Extract every line below that contains the string "chrome" and copy each one in full.

[Begin]

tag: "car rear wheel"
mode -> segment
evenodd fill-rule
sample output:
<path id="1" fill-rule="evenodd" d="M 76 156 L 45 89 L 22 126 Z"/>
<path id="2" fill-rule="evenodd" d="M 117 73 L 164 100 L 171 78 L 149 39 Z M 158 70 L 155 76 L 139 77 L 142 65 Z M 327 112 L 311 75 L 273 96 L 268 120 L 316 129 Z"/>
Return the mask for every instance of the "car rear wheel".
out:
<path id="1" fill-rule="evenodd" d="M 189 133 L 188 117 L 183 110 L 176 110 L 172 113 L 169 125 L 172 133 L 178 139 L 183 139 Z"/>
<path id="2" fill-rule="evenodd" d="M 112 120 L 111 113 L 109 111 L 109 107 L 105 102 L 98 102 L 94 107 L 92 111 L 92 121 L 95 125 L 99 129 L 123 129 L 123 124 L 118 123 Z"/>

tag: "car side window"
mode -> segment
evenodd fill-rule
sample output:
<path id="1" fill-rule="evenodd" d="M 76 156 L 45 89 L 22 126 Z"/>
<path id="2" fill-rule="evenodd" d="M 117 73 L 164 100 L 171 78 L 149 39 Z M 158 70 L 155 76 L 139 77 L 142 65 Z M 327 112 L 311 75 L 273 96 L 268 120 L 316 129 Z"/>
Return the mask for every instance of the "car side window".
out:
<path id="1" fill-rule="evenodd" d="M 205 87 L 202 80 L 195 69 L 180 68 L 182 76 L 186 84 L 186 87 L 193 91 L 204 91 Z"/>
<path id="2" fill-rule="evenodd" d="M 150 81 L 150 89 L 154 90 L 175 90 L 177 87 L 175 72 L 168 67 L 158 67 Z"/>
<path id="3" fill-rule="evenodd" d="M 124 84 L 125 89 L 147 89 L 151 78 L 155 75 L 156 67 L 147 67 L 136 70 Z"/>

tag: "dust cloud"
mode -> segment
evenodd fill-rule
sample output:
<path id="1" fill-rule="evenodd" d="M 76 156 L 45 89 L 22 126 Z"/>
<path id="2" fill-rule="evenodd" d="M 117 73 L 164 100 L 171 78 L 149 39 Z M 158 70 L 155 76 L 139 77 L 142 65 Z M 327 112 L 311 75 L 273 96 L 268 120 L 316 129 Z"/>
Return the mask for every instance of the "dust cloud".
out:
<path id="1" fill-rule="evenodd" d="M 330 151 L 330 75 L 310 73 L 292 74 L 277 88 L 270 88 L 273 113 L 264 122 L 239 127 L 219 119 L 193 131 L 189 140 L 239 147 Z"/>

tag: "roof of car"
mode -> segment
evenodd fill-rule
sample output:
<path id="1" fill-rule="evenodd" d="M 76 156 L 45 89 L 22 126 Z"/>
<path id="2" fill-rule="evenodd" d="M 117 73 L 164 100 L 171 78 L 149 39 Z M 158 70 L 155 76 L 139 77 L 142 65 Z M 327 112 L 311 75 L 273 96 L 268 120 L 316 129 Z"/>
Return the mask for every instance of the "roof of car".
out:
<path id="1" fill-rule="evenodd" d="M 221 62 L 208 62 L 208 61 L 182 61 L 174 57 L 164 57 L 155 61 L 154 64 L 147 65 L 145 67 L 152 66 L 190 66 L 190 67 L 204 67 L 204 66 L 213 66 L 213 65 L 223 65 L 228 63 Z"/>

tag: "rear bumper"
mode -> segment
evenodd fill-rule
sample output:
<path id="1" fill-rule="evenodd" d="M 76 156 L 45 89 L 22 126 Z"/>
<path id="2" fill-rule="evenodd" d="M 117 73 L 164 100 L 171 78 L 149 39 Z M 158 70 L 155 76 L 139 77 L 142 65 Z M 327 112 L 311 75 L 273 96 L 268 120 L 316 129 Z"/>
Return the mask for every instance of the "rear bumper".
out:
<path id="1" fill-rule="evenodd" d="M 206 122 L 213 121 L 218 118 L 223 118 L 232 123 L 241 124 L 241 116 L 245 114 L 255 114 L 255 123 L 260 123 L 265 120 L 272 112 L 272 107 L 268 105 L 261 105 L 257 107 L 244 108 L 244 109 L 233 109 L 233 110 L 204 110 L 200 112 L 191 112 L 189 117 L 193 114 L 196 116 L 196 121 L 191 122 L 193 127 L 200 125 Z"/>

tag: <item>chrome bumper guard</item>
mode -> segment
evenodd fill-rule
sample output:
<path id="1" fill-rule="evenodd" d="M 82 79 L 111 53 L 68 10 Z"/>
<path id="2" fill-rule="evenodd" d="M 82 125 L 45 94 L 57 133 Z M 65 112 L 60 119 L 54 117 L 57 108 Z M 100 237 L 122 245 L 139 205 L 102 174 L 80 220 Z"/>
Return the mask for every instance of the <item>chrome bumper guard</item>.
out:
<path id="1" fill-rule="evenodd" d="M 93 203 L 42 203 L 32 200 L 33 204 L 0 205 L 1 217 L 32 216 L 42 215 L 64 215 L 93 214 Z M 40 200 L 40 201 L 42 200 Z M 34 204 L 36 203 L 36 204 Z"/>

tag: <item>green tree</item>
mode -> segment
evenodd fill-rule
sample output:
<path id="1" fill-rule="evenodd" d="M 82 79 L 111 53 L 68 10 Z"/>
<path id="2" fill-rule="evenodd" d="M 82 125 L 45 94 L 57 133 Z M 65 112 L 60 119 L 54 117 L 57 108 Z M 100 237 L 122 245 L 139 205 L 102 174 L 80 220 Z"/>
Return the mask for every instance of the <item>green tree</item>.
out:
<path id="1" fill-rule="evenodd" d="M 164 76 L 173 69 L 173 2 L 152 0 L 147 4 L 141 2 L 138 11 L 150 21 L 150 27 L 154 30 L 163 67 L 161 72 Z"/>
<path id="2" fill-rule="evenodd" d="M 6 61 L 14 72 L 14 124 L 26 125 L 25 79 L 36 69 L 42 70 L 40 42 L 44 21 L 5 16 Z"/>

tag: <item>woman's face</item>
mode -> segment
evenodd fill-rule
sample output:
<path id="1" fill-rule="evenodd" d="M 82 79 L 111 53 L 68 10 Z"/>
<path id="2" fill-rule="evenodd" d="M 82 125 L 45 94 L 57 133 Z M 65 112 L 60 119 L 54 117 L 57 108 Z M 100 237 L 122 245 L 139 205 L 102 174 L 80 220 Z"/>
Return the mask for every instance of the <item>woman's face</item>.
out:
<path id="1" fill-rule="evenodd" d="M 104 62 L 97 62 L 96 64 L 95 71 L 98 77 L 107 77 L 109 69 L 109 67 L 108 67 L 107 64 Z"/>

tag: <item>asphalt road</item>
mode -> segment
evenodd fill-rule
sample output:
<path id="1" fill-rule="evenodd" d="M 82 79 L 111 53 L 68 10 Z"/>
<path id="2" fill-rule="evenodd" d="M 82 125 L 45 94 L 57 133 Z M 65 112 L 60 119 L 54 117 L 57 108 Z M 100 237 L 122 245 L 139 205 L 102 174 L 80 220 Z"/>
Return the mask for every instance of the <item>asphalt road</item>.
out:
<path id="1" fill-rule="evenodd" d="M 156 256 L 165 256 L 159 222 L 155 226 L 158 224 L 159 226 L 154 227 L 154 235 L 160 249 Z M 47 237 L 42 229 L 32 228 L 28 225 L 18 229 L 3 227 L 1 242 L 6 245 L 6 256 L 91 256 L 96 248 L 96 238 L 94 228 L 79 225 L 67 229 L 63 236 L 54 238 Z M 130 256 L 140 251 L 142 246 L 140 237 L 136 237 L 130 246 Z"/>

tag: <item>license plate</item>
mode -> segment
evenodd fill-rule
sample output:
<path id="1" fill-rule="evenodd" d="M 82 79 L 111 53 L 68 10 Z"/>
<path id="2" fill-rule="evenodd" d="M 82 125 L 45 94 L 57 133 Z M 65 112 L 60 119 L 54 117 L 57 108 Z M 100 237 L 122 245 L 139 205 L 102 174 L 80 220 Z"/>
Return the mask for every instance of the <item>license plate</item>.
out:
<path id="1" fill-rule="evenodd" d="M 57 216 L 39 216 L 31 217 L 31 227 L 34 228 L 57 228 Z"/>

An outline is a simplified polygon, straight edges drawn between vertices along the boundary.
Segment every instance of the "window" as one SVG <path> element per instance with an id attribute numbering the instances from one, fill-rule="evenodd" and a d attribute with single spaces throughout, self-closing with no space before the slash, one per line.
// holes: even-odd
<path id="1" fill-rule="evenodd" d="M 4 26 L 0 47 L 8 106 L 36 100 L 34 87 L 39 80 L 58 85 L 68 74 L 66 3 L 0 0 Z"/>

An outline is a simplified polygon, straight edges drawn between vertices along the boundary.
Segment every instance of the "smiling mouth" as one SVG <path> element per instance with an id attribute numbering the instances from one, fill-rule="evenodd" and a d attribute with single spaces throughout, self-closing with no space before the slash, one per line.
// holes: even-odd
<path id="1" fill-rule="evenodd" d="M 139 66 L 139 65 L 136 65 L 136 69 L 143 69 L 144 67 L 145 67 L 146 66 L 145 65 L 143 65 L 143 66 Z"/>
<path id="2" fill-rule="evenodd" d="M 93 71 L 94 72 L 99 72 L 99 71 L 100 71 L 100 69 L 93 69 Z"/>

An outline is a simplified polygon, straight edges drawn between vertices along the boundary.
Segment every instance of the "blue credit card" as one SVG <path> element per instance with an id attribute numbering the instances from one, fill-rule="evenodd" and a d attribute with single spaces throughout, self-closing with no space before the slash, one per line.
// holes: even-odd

[End]

FINAL RESULT:
tag: <item>chrome bumper guard</item>
Return the mask for every instance of the <item>chrome bumper guard</item>.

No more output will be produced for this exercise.